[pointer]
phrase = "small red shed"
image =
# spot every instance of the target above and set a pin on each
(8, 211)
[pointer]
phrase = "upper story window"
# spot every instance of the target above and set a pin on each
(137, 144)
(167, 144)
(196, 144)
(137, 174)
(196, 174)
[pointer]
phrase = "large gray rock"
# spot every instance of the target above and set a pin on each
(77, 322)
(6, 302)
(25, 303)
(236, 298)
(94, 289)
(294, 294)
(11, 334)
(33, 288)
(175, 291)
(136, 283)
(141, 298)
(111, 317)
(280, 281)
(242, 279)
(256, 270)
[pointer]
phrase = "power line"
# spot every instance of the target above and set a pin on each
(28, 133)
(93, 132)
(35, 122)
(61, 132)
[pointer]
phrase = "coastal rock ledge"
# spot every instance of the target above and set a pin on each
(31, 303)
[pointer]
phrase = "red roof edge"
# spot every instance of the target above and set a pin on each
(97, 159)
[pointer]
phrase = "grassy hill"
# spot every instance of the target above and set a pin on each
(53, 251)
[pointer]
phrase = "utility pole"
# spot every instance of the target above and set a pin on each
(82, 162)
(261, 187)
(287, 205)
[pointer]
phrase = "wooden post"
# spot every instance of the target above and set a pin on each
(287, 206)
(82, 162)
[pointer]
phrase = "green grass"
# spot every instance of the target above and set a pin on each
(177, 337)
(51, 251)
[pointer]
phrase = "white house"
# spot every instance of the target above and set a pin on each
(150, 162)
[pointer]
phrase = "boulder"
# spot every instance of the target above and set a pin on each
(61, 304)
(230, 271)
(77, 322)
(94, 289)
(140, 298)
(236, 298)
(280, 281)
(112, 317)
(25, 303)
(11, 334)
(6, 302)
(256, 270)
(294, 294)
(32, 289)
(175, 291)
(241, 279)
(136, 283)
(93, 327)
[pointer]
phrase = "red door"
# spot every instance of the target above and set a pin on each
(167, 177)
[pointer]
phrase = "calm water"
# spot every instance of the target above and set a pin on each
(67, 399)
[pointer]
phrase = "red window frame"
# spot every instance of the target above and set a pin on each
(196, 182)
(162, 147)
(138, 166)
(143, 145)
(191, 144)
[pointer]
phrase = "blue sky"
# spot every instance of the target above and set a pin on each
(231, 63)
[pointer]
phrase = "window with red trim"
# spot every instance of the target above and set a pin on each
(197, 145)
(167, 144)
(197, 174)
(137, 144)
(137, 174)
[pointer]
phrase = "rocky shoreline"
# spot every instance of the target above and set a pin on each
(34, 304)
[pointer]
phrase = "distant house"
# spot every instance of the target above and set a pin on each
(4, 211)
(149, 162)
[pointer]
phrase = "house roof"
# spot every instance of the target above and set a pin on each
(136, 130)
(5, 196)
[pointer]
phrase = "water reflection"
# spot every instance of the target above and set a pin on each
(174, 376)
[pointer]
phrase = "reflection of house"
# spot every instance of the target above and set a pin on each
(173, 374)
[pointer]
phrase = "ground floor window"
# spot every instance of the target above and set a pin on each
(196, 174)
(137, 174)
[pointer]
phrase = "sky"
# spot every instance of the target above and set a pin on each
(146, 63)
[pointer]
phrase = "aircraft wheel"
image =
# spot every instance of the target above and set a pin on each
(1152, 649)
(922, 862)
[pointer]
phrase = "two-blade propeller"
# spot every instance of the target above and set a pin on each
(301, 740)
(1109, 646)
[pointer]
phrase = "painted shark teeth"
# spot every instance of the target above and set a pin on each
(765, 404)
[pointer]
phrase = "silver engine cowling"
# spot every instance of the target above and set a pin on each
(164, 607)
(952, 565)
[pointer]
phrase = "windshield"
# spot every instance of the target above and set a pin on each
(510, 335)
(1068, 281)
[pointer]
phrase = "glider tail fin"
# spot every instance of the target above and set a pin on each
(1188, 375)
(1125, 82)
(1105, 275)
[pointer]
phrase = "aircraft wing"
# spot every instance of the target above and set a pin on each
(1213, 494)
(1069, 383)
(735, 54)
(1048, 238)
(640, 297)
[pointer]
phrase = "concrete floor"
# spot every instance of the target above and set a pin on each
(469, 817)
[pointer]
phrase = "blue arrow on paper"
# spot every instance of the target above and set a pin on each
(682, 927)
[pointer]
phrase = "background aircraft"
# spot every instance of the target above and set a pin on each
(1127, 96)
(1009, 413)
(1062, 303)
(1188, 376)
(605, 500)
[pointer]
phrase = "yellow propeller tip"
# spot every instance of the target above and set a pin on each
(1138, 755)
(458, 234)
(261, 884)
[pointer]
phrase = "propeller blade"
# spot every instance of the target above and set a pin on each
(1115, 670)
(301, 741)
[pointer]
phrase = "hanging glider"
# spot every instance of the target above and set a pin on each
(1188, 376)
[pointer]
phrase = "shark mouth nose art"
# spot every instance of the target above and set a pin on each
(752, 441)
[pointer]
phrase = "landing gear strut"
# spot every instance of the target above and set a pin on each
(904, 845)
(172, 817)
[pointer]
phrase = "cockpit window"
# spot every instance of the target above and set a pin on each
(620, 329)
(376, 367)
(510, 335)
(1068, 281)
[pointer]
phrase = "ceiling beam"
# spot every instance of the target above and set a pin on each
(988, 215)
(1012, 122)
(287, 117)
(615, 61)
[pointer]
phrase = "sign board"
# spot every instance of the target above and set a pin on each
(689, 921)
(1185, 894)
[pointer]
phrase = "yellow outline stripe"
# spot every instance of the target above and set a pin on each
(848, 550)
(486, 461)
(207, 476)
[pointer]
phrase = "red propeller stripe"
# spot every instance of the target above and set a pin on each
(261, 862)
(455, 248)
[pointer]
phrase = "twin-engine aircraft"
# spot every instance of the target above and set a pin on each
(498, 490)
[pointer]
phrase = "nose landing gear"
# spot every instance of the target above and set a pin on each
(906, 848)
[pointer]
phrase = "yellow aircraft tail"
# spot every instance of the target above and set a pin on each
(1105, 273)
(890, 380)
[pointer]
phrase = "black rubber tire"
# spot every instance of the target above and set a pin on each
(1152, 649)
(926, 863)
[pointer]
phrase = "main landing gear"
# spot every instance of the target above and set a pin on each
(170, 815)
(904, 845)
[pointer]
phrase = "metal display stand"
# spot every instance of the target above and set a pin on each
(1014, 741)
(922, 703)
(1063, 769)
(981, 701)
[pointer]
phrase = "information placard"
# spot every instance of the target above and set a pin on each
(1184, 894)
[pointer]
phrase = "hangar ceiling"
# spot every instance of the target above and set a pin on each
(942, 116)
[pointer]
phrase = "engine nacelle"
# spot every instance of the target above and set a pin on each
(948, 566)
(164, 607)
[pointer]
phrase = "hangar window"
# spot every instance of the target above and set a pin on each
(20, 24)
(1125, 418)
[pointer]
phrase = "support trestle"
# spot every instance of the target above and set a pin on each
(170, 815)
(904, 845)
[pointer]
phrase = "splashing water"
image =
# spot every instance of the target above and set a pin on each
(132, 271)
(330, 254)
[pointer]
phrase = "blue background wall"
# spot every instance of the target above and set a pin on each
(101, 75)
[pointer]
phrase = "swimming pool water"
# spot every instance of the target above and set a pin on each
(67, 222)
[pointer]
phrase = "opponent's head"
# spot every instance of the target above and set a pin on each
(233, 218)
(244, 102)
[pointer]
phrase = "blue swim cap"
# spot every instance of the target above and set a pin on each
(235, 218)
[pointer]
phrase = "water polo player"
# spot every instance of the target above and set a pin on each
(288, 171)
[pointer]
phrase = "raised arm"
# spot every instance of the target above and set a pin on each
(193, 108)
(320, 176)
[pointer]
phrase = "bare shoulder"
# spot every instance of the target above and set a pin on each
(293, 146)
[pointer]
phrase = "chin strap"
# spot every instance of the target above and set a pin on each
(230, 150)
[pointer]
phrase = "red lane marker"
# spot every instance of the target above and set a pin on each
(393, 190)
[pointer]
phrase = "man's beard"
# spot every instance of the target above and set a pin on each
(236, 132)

----------

TASK GOAL: Scan the data above for the string "house". Copy every line in which it appears.

SOLUTION BELOW:
phrase = "white house"
phrase = "distant house"
phrase = "house roof"
phrase = "reflection of house"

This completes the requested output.